*Short task*. Turn all of the data below into a numbered list with one entry per line, skipping any blank lines.

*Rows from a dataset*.
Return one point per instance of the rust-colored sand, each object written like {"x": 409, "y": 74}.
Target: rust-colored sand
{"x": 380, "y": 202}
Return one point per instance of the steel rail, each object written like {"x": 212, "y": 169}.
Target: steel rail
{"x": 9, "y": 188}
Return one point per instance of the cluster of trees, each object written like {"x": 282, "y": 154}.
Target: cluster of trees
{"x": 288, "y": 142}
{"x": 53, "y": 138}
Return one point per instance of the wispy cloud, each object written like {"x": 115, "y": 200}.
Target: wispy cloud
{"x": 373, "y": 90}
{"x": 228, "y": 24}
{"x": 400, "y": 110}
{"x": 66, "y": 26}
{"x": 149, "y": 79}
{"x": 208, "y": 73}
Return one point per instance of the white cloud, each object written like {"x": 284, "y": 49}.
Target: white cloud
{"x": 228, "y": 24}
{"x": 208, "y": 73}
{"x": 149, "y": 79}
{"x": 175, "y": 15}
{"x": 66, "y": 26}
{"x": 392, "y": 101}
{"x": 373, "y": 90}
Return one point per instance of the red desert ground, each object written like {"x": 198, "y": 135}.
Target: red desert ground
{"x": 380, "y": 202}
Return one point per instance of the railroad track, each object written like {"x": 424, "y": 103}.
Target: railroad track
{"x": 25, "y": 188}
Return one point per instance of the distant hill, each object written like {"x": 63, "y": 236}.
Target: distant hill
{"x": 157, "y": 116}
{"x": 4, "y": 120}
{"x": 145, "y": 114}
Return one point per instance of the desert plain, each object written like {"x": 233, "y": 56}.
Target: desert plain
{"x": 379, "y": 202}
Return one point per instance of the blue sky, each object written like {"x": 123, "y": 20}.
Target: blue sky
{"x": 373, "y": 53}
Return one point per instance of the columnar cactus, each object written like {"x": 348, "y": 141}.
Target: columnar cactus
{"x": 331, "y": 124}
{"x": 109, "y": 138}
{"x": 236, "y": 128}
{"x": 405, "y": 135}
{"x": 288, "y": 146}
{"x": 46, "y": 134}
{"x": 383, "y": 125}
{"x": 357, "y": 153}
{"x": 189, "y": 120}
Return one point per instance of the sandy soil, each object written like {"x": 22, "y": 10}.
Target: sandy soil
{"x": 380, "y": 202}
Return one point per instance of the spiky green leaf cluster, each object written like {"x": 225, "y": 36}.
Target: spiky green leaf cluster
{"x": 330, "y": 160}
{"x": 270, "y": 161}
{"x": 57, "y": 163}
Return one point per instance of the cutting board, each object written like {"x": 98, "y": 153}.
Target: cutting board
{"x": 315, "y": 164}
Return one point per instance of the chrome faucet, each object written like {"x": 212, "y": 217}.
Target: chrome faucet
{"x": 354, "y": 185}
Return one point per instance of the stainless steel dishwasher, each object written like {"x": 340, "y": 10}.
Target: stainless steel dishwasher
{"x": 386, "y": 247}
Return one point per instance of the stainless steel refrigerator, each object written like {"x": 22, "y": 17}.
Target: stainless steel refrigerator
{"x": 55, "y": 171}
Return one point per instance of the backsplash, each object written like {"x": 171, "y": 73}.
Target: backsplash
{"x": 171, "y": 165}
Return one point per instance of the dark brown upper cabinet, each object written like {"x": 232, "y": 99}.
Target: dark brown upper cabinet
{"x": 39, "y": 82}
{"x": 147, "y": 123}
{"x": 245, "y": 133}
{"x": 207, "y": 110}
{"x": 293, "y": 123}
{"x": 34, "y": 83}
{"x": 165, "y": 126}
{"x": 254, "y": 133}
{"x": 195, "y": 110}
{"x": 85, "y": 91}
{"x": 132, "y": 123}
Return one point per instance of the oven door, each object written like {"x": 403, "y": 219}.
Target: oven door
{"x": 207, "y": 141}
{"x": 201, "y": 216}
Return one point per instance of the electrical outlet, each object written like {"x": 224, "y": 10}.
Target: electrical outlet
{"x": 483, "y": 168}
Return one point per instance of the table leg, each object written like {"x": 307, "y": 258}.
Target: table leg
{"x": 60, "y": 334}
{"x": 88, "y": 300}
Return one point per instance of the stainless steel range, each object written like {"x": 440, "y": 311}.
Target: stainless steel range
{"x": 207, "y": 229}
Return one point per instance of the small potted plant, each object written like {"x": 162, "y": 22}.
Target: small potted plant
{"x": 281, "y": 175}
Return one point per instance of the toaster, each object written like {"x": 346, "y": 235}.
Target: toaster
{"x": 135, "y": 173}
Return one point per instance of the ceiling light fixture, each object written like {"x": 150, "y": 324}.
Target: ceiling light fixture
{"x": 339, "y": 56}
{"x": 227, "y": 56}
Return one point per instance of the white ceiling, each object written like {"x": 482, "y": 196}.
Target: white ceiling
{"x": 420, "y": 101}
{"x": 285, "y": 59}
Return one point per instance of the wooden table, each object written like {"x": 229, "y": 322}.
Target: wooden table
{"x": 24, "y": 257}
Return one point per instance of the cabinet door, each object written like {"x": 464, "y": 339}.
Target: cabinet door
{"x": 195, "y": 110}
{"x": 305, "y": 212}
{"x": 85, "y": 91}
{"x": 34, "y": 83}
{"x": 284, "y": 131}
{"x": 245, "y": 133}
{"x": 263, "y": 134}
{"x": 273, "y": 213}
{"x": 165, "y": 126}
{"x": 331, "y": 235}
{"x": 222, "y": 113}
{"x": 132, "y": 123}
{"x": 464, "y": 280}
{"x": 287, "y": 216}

*Solution to this exercise*.
1. Return one point per instance of the rust-colored sand, each object written like {"x": 409, "y": 74}.
2. Target: rust-colored sand
3. {"x": 380, "y": 202}
4. Return one point per instance of the steel rail, each object written like {"x": 212, "y": 169}.
5. Target: steel rail
6. {"x": 9, "y": 188}
7. Return one point per instance of the cluster of trees, each object written like {"x": 282, "y": 154}.
8. Target: cluster of trees
9. {"x": 288, "y": 142}
10. {"x": 53, "y": 138}
11. Return one point per instance of the wispy cloud, each object written like {"x": 115, "y": 200}.
12. Target: wispy cloud
13. {"x": 373, "y": 90}
14. {"x": 228, "y": 24}
15. {"x": 400, "y": 110}
16. {"x": 66, "y": 26}
17. {"x": 149, "y": 79}
18. {"x": 208, "y": 73}
19. Return one point per instance of the white cloud, each object written like {"x": 284, "y": 49}.
20. Target: white cloud
21. {"x": 228, "y": 24}
22. {"x": 208, "y": 73}
23. {"x": 149, "y": 79}
24. {"x": 175, "y": 15}
25. {"x": 66, "y": 26}
26. {"x": 392, "y": 101}
27. {"x": 373, "y": 90}
28. Return one point per instance of the red desert ground, each object written like {"x": 198, "y": 135}.
29. Target: red desert ground
30. {"x": 380, "y": 202}
31. Return one point per instance of the railroad track, each object written like {"x": 424, "y": 103}.
32. Target: railroad track
33. {"x": 25, "y": 188}
34. Return one point per instance of the distant hill, each object written like {"x": 63, "y": 236}.
35. Target: distant hill
36. {"x": 157, "y": 116}
37. {"x": 4, "y": 120}
38. {"x": 145, "y": 114}
39. Return one point per instance of the desert plain, each object written like {"x": 233, "y": 56}.
40. Target: desert plain
41. {"x": 379, "y": 202}
42. Return one point per instance of the blue sky, each object written like {"x": 123, "y": 20}.
43. Target: blue sky
44. {"x": 373, "y": 53}
45. Return one point per instance of the columnar cactus, each object written like {"x": 348, "y": 141}.
46. Target: columnar cactus
47. {"x": 331, "y": 124}
48. {"x": 109, "y": 138}
49. {"x": 236, "y": 128}
50. {"x": 405, "y": 135}
51. {"x": 288, "y": 146}
52. {"x": 46, "y": 134}
53. {"x": 383, "y": 125}
54. {"x": 357, "y": 153}
55. {"x": 189, "y": 120}
56. Return one point per instance of the sandy soil, each object written like {"x": 22, "y": 10}.
57. Target: sandy soil
58. {"x": 380, "y": 202}
59. Return one point per instance of the spiky green leaf cluster, each object written like {"x": 225, "y": 36}.
60. Target: spiky green leaf cluster
61. {"x": 330, "y": 160}
62. {"x": 270, "y": 161}
63. {"x": 57, "y": 163}
64. Return one point per instance of the cutting board, each object written like {"x": 98, "y": 153}.
65. Target: cutting board
66. {"x": 315, "y": 164}
67. Return one point per instance of the chrome faucet, each object written like {"x": 212, "y": 217}.
68. Target: chrome faucet
69. {"x": 354, "y": 185}
70. Return one point per instance of the stainless steel dishwasher, each object written like {"x": 340, "y": 10}.
71. Target: stainless steel dishwasher
72. {"x": 386, "y": 247}
73. Return one point per instance of the stainless steel refrigerator, each object written like {"x": 22, "y": 17}.
74. Target: stainless steel refrigerator
75. {"x": 55, "y": 171}
76. Return one point per instance of the backsplash, each object written like {"x": 171, "y": 73}.
77. Target: backsplash
78. {"x": 171, "y": 165}
79. Return one point per instance of the dark brown upper cabinet, each object written like {"x": 232, "y": 99}.
80. Target: dark brown upper cabinet
81. {"x": 39, "y": 82}
82. {"x": 147, "y": 123}
83. {"x": 245, "y": 133}
84. {"x": 207, "y": 110}
85. {"x": 293, "y": 123}
86. {"x": 34, "y": 83}
87. {"x": 165, "y": 126}
88. {"x": 254, "y": 133}
89. {"x": 195, "y": 110}
90. {"x": 85, "y": 91}
91. {"x": 132, "y": 123}
92. Return one point per instance of the oven door, each object written like {"x": 403, "y": 219}.
93. Target: oven door
94. {"x": 207, "y": 141}
95. {"x": 201, "y": 216}
96. Return one point per instance of the electrical outlet, each object written like {"x": 224, "y": 10}.
97. Target: electrical outlet
98. {"x": 483, "y": 168}
99. Return one point per instance of the table leg, each object written like {"x": 307, "y": 258}.
100. Target: table leg
101. {"x": 60, "y": 334}
102. {"x": 88, "y": 300}
103. Return one point per instance of the stainless steel range, each object written like {"x": 440, "y": 311}.
104. Target: stainless steel range
105. {"x": 207, "y": 229}
106. Return one point per instance of the small potted plant, each object written like {"x": 162, "y": 22}.
107. Target: small potted plant
108. {"x": 281, "y": 175}
109. Return one point per instance of the toaster, each object written like {"x": 346, "y": 235}.
110. Target: toaster
111. {"x": 135, "y": 173}
112. Return one point per instance of the ceiling light fixture, each object written like {"x": 150, "y": 324}.
113. Target: ceiling light fixture
114. {"x": 339, "y": 56}
115. {"x": 227, "y": 56}
116. Return one point per instance of the white ceiling, each object written like {"x": 482, "y": 196}.
117. Target: white ceiling
118. {"x": 420, "y": 101}
119. {"x": 285, "y": 59}
120. Return one point per instance of the wooden table, each object written like {"x": 229, "y": 322}.
121. Target: wooden table
122. {"x": 24, "y": 257}
123. Return one point per instance of the cabinet door, each object written like {"x": 464, "y": 339}.
124. Target: cabinet door
125. {"x": 195, "y": 110}
126. {"x": 305, "y": 212}
127. {"x": 85, "y": 91}
128. {"x": 34, "y": 83}
129. {"x": 284, "y": 131}
130. {"x": 245, "y": 133}
131. {"x": 263, "y": 134}
132. {"x": 273, "y": 213}
133. {"x": 165, "y": 126}
134. {"x": 331, "y": 235}
135. {"x": 222, "y": 113}
136. {"x": 132, "y": 123}
137. {"x": 464, "y": 280}
138. {"x": 287, "y": 216}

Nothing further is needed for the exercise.